(YOUR ASSIGNMENT):
Down to the last line, copy the records below without any change.

(RECORD EXCERPTS):

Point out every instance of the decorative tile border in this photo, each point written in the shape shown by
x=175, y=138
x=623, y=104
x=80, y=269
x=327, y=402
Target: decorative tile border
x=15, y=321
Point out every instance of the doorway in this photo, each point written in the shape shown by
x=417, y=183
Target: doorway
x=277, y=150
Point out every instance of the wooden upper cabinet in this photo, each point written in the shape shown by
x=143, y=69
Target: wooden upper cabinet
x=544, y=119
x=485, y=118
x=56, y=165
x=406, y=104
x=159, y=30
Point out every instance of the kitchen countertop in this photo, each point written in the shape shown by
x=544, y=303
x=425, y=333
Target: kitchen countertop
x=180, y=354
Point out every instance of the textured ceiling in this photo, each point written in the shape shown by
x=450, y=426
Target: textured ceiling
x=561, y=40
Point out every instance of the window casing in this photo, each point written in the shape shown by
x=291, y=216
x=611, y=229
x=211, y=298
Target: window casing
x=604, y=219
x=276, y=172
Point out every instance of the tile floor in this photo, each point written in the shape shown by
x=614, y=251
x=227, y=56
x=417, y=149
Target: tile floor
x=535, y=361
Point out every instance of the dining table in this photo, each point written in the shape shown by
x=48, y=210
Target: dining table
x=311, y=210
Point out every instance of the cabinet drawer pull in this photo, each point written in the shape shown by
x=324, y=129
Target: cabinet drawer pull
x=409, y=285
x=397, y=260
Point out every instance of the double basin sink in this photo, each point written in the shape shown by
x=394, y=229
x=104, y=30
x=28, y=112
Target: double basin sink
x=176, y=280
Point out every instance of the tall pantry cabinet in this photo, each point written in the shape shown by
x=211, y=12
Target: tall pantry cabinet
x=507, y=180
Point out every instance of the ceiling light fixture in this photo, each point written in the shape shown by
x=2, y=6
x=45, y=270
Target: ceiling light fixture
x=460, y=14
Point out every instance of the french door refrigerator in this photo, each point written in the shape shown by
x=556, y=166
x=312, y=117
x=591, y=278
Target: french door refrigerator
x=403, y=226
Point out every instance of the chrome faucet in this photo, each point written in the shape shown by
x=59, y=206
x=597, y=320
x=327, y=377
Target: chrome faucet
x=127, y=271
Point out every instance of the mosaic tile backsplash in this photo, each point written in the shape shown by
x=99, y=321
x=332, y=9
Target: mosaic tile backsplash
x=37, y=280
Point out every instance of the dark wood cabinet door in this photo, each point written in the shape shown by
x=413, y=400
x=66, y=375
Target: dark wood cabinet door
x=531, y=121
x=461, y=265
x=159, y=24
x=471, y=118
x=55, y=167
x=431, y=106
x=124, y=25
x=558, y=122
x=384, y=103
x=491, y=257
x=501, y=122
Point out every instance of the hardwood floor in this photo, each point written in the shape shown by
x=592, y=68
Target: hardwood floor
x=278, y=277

(EXERCISE SOLUTION):
Point out every instance of the decorative tile border in this photo, each point written in the shape shown by
x=175, y=138
x=623, y=104
x=80, y=269
x=327, y=402
Target: decorative tile border
x=15, y=321
Point out every instance of the doorway in this photo, each point written in the shape shown by
x=417, y=183
Target: doorway
x=277, y=150
Point out every instance of the wooden upper cabinet in this photo, each point written in the shape shown by
x=143, y=69
Target: wooden upper cabinet
x=544, y=119
x=485, y=118
x=56, y=165
x=406, y=104
x=159, y=30
Point out every instance of the kitchen countertop in this photo, each point written in the shape shown by
x=544, y=303
x=425, y=333
Target: kitchen countertop
x=180, y=354
Point out every instance of the textured ceiling in this photo, each point written in the shape shown by
x=450, y=426
Target: textured ceiling
x=561, y=40
Point out every instance of the window casing in this photo, each point written in the shape shown by
x=291, y=216
x=611, y=229
x=211, y=298
Target: window casing
x=604, y=219
x=276, y=172
Point out every instance of the tile floor in this photo, each point written in the shape shown by
x=614, y=251
x=227, y=56
x=417, y=149
Target: tile floor
x=535, y=361
Point out every instance of the dining table in this photo, each point written in the shape shown by
x=48, y=210
Target: dining table
x=311, y=210
Point out every instance of the cabinet drawer pull in this photo, each point written in the shape shown by
x=324, y=129
Target: cabinet drawer pull
x=409, y=285
x=397, y=260
Point out every instance of the double basin sink in this photo, each point written in the shape shown by
x=394, y=229
x=104, y=30
x=28, y=112
Target: double basin sink
x=176, y=280
Point out every instance of the tall pantry cabinet in this photo, each point written in the shape shown by
x=211, y=12
Target: tall pantry cabinet
x=507, y=180
Point out every instance of the ceiling light fixture in this photo, each point written in the shape shown by
x=2, y=6
x=45, y=270
Target: ceiling light fixture
x=460, y=14
Point out every instance of the french door refrigerator in this photo, each point written in the shape shown by
x=556, y=166
x=312, y=117
x=591, y=278
Target: french door refrigerator
x=403, y=226
Point out every instance of the chrome faucet in this photo, each point written in the shape shown by
x=59, y=206
x=597, y=320
x=327, y=377
Target: chrome faucet
x=127, y=271
Point out every instance of the mosaic tile backsplash in this photo, each point written in the shape shown by
x=99, y=321
x=332, y=9
Target: mosaic tile backsplash
x=37, y=280
Point out every instance of the dark wood cabinet door in this photo, each point written in the shape shown by
x=413, y=400
x=66, y=375
Target: dark wood cabinet door
x=531, y=121
x=461, y=265
x=159, y=24
x=471, y=118
x=55, y=167
x=431, y=106
x=124, y=25
x=558, y=122
x=384, y=103
x=491, y=257
x=501, y=122
Point out every instance of the hardwood floor in this photo, each point written in the shape shown by
x=592, y=68
Target: hardwood floor
x=278, y=277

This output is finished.